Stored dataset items
>> BEGIN

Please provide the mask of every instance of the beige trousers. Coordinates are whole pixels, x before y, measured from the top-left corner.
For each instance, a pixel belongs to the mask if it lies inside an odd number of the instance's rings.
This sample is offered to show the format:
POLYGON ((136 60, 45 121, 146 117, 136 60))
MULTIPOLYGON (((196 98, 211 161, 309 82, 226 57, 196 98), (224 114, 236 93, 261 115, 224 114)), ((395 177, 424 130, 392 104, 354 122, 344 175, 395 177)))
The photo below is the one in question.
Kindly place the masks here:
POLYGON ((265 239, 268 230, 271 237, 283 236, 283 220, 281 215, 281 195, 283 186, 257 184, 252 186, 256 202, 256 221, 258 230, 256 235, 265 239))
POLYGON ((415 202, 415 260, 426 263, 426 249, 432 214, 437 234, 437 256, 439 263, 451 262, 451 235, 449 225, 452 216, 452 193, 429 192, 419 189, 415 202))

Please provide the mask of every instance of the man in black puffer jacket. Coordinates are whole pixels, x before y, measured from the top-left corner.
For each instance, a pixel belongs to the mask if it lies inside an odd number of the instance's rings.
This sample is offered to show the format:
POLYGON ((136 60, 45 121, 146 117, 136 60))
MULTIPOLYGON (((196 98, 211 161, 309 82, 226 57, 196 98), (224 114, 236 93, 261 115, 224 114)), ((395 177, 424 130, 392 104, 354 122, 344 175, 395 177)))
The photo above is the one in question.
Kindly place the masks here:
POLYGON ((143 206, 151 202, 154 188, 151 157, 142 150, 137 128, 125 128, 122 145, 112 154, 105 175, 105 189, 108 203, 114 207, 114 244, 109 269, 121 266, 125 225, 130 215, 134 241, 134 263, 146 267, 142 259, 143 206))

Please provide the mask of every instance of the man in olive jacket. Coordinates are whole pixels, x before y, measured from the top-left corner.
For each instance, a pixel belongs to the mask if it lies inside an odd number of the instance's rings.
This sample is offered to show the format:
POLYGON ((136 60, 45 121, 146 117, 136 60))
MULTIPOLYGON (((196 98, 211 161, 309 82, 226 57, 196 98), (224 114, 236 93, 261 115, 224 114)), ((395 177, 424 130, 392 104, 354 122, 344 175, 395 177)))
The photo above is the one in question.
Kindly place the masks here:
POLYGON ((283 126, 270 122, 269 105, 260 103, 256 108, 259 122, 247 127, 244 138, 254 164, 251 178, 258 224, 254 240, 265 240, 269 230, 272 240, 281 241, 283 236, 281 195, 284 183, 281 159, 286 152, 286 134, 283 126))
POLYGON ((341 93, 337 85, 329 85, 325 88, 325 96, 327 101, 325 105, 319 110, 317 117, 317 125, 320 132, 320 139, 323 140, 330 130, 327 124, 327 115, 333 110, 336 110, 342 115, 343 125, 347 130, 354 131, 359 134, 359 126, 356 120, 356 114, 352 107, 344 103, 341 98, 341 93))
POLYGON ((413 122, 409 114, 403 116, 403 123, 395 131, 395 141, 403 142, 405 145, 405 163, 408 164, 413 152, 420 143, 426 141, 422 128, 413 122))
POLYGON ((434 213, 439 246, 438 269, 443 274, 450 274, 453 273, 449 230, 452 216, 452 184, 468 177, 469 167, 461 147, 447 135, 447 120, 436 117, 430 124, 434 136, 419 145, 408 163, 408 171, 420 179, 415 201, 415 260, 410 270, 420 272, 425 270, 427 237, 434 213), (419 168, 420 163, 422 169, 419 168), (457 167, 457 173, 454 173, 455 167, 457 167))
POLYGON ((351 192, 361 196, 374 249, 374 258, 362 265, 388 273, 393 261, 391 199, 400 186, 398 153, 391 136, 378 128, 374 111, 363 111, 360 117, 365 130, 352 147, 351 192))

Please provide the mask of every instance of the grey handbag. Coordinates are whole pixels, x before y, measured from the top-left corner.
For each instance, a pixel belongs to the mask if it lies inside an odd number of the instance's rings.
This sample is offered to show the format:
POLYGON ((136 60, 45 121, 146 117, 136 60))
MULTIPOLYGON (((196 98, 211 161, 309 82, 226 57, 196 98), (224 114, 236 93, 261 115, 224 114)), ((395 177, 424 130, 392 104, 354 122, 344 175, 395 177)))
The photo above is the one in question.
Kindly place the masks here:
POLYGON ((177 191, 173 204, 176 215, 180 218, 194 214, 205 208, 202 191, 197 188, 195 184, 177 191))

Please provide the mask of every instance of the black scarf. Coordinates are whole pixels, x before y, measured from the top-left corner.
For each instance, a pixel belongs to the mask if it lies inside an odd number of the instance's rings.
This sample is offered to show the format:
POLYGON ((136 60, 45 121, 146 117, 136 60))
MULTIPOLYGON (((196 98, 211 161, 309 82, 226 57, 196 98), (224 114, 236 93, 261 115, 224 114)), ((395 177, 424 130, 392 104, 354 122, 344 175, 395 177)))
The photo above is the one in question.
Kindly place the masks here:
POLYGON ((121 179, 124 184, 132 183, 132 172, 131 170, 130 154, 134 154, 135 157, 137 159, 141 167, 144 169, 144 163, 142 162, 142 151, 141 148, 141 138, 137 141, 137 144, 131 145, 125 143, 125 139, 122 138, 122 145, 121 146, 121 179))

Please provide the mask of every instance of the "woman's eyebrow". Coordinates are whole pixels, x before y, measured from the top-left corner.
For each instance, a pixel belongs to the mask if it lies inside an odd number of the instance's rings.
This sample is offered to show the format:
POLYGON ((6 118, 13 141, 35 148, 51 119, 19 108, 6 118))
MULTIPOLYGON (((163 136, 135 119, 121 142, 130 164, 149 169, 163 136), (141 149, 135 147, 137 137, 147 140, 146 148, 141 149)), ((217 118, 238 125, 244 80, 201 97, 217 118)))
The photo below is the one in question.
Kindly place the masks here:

>> END

Lay out every line of the material above as a Markdown table with the columns "Row" and "Line," numbering the rows in order and omitting blank lines.

* [Answer to this problem]
| Row | Line |
|---|---|
| 1 | Please provide the mask of every instance of the beige trousers. Coordinates are whole pixels, x before y, measured from the top-left corner. |
| 2 | For each instance, a pixel belongs to the mask if it lies inside an odd number of the instance's rings. |
| 3 | This sample is offered to show the format: |
| 4 | POLYGON ((136 60, 45 121, 146 117, 136 60)) |
| 5 | MULTIPOLYGON (((196 98, 211 161, 309 82, 226 57, 196 98), (224 114, 236 93, 261 115, 224 114)), ((395 177, 424 130, 392 104, 354 122, 344 175, 395 177))) |
| 6 | The photo below is the one in question. |
| 7 | Kindly place the masks here: |
| 8 | POLYGON ((265 239, 268 230, 271 237, 283 236, 283 220, 281 215, 281 195, 283 186, 257 184, 252 186, 256 202, 256 221, 258 230, 256 235, 265 239)) |
| 9 | POLYGON ((415 202, 415 260, 426 263, 426 249, 432 214, 437 234, 437 256, 439 263, 451 262, 451 235, 449 225, 452 216, 452 193, 429 192, 419 189, 415 202)) |
| 10 | Please provide the mask of every instance of the man in black puffer jacket. Coordinates are whole pixels, x before y, measured from the top-left corner. |
| 11 | For each instance, a pixel belongs to the mask if it lies inside an odd number of the instance's rings. |
| 12 | This sample is offered to show the format: |
| 13 | POLYGON ((136 60, 45 121, 146 117, 136 60)) |
| 14 | MULTIPOLYGON (((196 98, 211 161, 309 82, 226 57, 196 98), (224 114, 236 93, 261 115, 224 114)), ((395 177, 424 130, 392 104, 354 122, 344 175, 395 177))) |
| 15 | The photo above is the one in question. |
| 16 | Kindly place the masks here: |
| 17 | POLYGON ((143 206, 151 202, 154 188, 151 157, 142 150, 137 128, 125 128, 122 145, 112 154, 105 175, 105 189, 108 203, 114 207, 114 244, 109 269, 121 266, 125 225, 130 215, 134 241, 134 263, 146 267, 142 259, 143 206)) |
| 18 | Please provide the mask of every instance of the man in olive jacket. Coordinates are whole pixels, x before y, measured from the top-left corner. |
| 19 | For each instance, a pixel belongs to the mask if it lies inside an odd number of the instance's rings. |
| 20 | This sample is offered to show the format: |
| 21 | POLYGON ((136 60, 45 121, 146 117, 136 60)) |
| 22 | MULTIPOLYGON (((196 98, 211 161, 309 82, 226 57, 196 98), (224 114, 236 93, 261 115, 224 114)), ((395 177, 424 130, 392 104, 354 122, 344 175, 395 177))) |
| 23 | The photo above is the one in question. |
| 24 | Kindly place the masks here: |
| 25 | POLYGON ((283 126, 270 122, 269 105, 260 103, 256 108, 259 122, 247 127, 244 138, 254 164, 251 178, 258 224, 254 240, 265 240, 269 230, 272 240, 281 241, 283 236, 281 195, 284 183, 281 159, 286 152, 286 134, 283 126)) |
| 26 | POLYGON ((341 93, 337 85, 329 85, 325 88, 325 96, 327 101, 325 105, 319 110, 317 117, 317 125, 320 132, 320 139, 323 140, 330 130, 327 124, 327 115, 333 110, 336 110, 342 115, 343 125, 347 130, 354 131, 359 134, 359 126, 356 120, 356 114, 352 107, 344 103, 341 98, 341 93)) |
| 27 | POLYGON ((413 122, 409 114, 403 116, 403 123, 395 131, 395 141, 403 142, 405 145, 405 163, 408 164, 413 152, 420 143, 426 141, 422 128, 413 122)) |
| 28 | POLYGON ((434 213, 439 246, 438 269, 443 274, 450 274, 453 273, 449 230, 452 216, 452 184, 468 177, 469 167, 461 147, 447 135, 447 120, 436 117, 430 124, 434 136, 419 145, 408 163, 408 171, 420 179, 415 201, 415 260, 410 270, 420 272, 425 270, 427 237, 434 213), (419 168, 420 163, 422 169, 419 168), (457 167, 457 173, 454 173, 455 167, 457 167)) |
| 29 | POLYGON ((351 192, 361 196, 374 249, 374 258, 362 265, 388 273, 393 261, 391 199, 400 186, 398 153, 391 136, 378 128, 374 111, 363 111, 360 117, 365 130, 352 147, 351 192)) |
| 30 | Please provide the mask of every instance of the grey handbag. Coordinates are whole pixels, x before y, measured from the top-left corner. |
| 31 | For each instance, a pixel belongs to the mask if it lies inside an odd number of the instance's rings. |
| 32 | This sample is offered to show the format: |
| 33 | POLYGON ((136 60, 45 121, 146 117, 136 60)) |
| 34 | MULTIPOLYGON (((196 98, 211 161, 309 82, 226 57, 196 98), (224 114, 236 93, 261 115, 224 114)), ((395 177, 424 130, 392 104, 354 122, 344 175, 395 177))) |
| 35 | The photo above is the one in question. |
| 36 | Kindly place the masks here: |
| 37 | POLYGON ((177 191, 173 204, 176 215, 180 218, 194 214, 205 208, 202 191, 197 188, 195 184, 177 191)) |
| 38 | Please provide the mask of every instance of the black scarf. Coordinates are whole pixels, x before y, measured from the top-left corner. |
| 39 | For each instance, a pixel belongs to the mask if it lies inside an odd number of the instance's rings. |
| 40 | This sample is offered to show the format: |
| 41 | POLYGON ((136 60, 45 121, 146 117, 136 60)) |
| 42 | MULTIPOLYGON (((196 98, 211 161, 309 82, 226 57, 196 98), (224 114, 236 93, 261 115, 224 114)), ((395 177, 424 130, 392 104, 354 122, 344 175, 395 177))) |
| 43 | The photo above is the one in question. |
| 44 | Kindly place the masks here: |
| 45 | POLYGON ((121 179, 124 184, 132 183, 132 172, 131 170, 130 154, 134 154, 135 157, 137 159, 141 167, 144 169, 144 163, 142 162, 142 151, 141 148, 141 138, 137 141, 137 144, 131 145, 125 143, 125 139, 122 138, 122 145, 121 146, 121 179)) |
| 46 | Please provide the mask of every instance of the "woman's eyebrow". Coordinates are whole pixels, x before y, measured from the top-left corner. |
| 47 | For each instance, a pixel belongs to the mask if it lies inside an odd number of the instance's rings. |
| 48 | This sample is offered to show the format: |
| 49 | POLYGON ((6 118, 13 141, 35 148, 51 119, 19 108, 6 118)) |
| 50 | MULTIPOLYGON (((163 136, 135 119, 121 142, 130 164, 149 169, 163 136), (141 149, 135 147, 137 137, 147 140, 146 148, 141 149)), ((217 118, 238 125, 244 80, 201 97, 217 118))) |
| 51 | The photo below is the one in question. |
| 52 | Kindly place the masks here: |